§ Task objective
Wherever the string "door" occurs in a line of these records, report that line.

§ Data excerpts
=== Begin Enclosure ===
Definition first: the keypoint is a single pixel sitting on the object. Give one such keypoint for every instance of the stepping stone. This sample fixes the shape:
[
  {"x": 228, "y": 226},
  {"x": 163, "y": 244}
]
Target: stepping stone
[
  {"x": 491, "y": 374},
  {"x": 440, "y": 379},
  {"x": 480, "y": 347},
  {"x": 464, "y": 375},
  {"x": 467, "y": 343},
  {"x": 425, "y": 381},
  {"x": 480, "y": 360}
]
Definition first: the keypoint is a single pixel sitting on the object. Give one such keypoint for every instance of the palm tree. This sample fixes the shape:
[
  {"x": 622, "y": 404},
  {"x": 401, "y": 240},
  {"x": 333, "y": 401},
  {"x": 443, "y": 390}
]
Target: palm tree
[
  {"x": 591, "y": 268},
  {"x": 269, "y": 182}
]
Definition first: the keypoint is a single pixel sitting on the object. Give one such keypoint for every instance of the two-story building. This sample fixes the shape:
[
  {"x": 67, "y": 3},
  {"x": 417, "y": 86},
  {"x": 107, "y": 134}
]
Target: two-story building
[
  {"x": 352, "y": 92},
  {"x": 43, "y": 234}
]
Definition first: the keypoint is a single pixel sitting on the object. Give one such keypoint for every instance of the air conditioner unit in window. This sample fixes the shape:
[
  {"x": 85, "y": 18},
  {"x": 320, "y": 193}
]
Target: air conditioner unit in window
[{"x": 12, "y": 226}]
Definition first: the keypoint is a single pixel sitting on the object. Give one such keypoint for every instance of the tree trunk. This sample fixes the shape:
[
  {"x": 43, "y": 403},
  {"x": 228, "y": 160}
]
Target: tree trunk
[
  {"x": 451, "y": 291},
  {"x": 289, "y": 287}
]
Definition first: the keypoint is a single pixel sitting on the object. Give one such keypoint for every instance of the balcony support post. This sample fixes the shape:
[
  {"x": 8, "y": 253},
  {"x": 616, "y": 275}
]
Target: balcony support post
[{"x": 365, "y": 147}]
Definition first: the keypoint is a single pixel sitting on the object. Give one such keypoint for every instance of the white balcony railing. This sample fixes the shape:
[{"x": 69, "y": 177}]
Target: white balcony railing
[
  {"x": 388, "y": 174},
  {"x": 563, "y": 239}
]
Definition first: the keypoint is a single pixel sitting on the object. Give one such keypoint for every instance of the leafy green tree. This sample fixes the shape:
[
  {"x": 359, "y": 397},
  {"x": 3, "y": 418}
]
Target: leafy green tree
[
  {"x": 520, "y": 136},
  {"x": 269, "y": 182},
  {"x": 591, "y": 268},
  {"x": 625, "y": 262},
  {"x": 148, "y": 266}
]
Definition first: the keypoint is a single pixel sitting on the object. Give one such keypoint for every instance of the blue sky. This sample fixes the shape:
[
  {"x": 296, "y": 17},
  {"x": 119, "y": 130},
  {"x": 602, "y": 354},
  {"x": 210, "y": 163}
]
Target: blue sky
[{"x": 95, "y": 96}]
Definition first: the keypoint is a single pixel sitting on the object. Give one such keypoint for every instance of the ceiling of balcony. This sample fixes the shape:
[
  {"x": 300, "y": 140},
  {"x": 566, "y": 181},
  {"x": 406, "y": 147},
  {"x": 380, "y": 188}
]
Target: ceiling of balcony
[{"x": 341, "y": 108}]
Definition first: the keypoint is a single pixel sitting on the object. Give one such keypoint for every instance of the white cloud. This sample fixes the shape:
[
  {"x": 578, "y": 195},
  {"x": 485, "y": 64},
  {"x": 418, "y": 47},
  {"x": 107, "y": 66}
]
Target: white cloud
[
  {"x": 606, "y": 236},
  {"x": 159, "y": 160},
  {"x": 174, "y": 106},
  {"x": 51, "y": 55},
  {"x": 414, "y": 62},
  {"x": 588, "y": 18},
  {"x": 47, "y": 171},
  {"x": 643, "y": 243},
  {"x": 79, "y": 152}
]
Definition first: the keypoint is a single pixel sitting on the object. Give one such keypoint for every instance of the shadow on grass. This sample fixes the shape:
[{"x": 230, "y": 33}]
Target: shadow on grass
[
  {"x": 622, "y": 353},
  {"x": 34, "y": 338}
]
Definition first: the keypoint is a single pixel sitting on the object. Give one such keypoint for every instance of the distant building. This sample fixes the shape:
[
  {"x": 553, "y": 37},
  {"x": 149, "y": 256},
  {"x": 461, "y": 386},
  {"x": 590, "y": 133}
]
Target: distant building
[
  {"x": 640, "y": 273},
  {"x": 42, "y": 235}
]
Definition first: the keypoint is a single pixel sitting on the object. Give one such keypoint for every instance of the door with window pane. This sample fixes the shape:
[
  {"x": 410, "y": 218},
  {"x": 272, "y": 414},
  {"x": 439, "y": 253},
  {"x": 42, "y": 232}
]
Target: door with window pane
=== End Enclosure ===
§ Solution
Definition first: the keypoint is a single pixel sitting on the object. Give one such keypoint for every instance of the door with window pane. This sample fixes the shape:
Target: door with window pane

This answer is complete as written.